SHORT EXERCISE:
The data follows this line. Copy verbatim the line with "line as [354,647]." and each line after it to the end.

[Location identification entries]
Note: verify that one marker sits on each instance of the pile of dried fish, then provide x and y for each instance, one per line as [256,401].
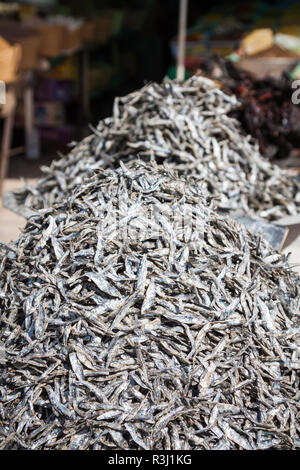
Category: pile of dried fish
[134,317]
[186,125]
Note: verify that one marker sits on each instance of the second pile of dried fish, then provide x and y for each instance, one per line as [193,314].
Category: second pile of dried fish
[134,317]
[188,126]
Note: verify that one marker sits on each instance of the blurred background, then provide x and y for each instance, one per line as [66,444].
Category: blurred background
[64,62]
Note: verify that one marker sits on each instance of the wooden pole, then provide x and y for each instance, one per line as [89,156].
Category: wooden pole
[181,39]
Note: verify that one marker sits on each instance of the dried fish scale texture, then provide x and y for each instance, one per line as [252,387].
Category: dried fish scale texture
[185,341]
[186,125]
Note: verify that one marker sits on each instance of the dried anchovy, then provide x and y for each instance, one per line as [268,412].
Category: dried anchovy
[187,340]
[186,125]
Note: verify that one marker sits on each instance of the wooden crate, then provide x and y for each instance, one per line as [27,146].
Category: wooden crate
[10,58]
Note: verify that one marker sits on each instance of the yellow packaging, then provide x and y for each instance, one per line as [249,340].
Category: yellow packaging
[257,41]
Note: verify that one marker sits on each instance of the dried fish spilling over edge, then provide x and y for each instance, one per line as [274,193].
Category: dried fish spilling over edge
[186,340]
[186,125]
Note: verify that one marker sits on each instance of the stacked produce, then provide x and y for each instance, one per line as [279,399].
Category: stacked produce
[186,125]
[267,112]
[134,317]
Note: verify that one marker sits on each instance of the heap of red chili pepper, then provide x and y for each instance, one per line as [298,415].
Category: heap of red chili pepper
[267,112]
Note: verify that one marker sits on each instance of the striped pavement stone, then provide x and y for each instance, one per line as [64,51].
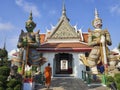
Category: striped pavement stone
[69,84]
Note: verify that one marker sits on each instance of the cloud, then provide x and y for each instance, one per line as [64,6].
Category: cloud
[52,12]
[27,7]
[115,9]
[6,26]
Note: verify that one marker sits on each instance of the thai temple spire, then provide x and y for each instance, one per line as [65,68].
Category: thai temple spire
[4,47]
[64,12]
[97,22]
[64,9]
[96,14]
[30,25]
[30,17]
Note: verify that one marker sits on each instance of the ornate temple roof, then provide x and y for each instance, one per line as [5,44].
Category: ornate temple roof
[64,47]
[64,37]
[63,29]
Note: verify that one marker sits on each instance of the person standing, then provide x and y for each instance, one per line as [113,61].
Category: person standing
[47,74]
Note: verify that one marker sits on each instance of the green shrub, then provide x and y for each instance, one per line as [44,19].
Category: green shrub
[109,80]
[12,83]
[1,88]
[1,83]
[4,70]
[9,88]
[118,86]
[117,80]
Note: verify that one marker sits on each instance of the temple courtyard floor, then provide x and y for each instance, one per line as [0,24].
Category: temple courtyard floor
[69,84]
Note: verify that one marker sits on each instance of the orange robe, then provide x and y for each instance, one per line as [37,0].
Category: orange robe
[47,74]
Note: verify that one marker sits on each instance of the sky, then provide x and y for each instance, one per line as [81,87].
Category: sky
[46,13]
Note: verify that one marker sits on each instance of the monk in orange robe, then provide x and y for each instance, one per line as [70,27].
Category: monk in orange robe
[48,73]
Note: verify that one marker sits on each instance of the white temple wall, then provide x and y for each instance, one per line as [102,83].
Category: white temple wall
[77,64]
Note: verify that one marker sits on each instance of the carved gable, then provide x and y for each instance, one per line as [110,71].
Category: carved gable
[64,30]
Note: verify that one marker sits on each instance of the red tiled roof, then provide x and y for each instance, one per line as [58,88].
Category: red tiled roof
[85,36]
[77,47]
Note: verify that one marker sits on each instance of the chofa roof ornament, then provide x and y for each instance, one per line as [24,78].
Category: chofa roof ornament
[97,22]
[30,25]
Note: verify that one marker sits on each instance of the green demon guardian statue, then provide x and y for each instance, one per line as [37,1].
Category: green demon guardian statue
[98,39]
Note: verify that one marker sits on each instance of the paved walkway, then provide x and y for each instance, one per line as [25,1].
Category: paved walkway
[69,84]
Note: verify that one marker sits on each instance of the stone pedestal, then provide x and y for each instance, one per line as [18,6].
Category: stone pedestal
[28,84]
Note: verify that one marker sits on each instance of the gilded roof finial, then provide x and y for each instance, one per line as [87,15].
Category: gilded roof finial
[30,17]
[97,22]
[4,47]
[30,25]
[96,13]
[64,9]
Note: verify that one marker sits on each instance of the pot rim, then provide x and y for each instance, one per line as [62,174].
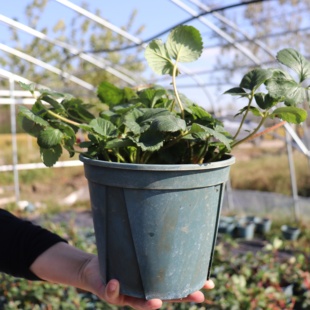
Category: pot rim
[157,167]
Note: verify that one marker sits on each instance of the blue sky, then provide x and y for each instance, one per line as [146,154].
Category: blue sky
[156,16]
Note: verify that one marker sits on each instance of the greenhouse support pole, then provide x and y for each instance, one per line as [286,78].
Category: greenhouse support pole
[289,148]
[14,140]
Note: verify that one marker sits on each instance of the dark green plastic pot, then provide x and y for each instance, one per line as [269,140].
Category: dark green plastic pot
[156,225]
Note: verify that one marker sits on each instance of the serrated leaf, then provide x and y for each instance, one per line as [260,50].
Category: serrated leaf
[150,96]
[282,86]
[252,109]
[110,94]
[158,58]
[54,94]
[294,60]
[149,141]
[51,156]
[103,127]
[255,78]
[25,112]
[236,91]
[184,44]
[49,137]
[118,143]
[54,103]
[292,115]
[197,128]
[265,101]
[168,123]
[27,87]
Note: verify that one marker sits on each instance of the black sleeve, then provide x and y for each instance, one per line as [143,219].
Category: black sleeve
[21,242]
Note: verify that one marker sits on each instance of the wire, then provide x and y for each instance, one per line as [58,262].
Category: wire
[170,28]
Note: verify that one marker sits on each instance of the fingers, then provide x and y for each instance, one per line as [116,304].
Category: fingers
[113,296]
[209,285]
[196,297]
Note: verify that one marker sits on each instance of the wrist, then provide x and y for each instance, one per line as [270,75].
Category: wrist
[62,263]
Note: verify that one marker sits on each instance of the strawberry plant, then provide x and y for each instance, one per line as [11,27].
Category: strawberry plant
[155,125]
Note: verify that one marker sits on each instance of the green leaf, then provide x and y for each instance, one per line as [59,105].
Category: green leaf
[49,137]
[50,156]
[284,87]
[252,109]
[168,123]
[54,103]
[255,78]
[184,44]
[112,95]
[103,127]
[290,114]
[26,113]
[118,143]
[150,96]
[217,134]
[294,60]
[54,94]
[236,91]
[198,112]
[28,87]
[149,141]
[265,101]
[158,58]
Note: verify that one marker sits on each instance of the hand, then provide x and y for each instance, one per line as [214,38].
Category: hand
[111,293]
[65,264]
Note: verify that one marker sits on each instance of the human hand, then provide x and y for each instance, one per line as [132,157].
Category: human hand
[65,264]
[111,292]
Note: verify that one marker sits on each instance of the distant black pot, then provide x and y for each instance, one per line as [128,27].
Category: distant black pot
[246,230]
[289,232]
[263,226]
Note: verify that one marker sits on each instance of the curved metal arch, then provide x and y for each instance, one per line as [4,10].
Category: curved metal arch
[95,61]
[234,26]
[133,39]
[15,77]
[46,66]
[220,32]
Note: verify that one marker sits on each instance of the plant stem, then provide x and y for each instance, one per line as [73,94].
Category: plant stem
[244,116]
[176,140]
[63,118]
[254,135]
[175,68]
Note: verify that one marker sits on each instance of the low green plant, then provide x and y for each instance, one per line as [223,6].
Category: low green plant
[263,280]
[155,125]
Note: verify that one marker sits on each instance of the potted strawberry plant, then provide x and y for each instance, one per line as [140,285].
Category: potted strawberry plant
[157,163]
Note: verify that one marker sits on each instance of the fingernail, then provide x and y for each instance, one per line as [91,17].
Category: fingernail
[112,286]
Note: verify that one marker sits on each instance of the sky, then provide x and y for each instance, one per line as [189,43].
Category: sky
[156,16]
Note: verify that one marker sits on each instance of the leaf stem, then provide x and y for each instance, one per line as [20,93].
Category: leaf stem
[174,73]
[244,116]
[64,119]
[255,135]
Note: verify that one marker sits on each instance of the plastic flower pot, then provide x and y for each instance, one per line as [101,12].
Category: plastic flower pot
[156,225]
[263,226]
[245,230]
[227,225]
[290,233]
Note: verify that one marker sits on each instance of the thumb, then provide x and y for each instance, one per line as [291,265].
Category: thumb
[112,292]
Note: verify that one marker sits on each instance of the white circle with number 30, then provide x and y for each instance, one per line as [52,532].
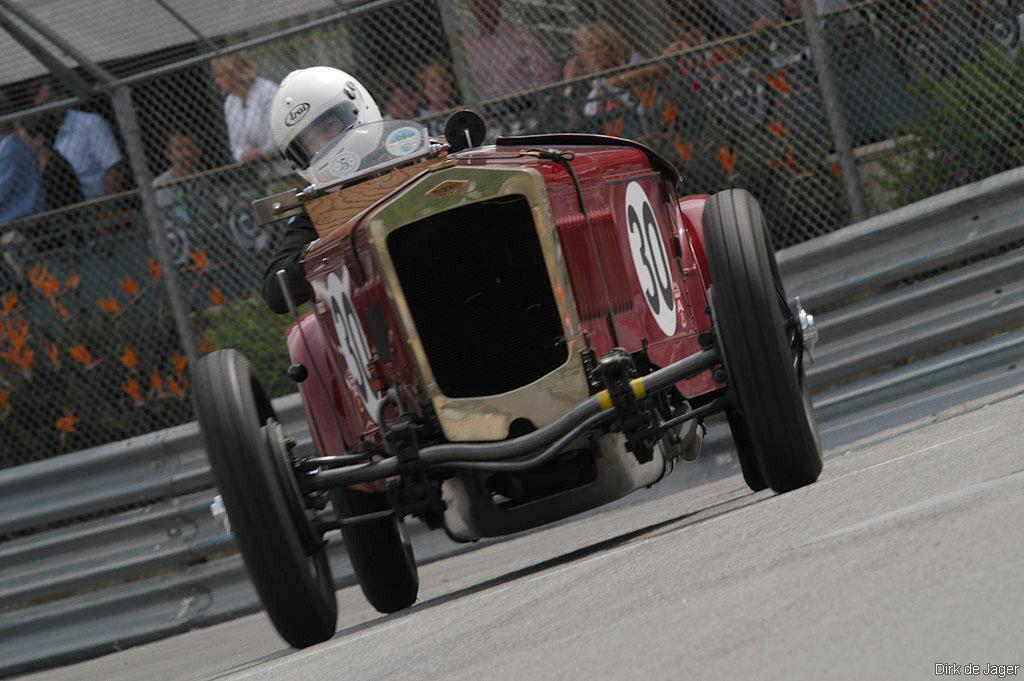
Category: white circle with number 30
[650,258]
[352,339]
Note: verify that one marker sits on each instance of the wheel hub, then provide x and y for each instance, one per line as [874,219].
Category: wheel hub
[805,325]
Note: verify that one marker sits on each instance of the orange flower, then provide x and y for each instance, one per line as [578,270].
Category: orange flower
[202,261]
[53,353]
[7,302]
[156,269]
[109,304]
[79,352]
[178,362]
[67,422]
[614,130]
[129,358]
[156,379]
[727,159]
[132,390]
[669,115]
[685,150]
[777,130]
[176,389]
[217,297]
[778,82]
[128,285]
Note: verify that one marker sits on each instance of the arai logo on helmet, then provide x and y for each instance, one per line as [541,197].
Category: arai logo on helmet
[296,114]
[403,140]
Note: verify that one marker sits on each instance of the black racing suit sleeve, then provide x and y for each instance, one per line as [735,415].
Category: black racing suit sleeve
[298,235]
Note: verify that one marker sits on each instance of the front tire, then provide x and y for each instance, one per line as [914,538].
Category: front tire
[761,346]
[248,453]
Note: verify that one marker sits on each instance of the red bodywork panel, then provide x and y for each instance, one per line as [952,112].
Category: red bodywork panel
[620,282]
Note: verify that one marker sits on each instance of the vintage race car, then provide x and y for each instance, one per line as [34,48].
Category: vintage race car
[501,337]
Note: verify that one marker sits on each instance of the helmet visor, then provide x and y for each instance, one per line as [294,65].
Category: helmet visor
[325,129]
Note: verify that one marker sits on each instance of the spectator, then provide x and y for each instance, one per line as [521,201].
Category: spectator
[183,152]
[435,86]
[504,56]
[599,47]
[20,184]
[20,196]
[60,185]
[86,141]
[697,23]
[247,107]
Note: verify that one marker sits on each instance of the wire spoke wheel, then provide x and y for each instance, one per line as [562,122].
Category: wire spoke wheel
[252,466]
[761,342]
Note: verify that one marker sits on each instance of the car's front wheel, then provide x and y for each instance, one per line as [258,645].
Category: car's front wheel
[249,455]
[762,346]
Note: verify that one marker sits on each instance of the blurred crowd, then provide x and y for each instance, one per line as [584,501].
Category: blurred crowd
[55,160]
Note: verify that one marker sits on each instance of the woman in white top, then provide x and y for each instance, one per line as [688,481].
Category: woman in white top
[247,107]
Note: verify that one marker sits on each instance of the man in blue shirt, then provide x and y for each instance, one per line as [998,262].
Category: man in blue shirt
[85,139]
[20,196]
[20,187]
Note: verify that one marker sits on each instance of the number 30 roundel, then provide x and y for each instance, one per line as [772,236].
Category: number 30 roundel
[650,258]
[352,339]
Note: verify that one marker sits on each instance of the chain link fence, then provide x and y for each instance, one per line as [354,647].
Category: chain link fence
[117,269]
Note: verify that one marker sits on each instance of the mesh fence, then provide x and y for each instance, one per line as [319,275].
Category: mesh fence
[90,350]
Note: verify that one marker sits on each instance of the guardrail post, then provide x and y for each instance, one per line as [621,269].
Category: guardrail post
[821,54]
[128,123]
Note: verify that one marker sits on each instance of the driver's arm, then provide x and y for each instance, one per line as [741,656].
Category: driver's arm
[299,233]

WRITTEN ANSWER:
Note: verify that one marker sits on each instance of the chain link fence, then provide x and y for each instance, one per line as [354,647].
Category: chain link fence
[117,269]
Note: verify that one marker sits on each instance of the mesh fence, then provide x and y for each instance, one per line as [319,275].
Category: mesh fence
[90,350]
Note: verify that one marker sits on each instance of the guardrail post, then provide x and y for each instance, one per line as [621,269].
Category: guardrail post
[821,54]
[128,123]
Note: verify that one marker sits on each instance of the driver's arm, then provide x and y for each instance, one per line as [741,656].
Category: driver's arm
[299,233]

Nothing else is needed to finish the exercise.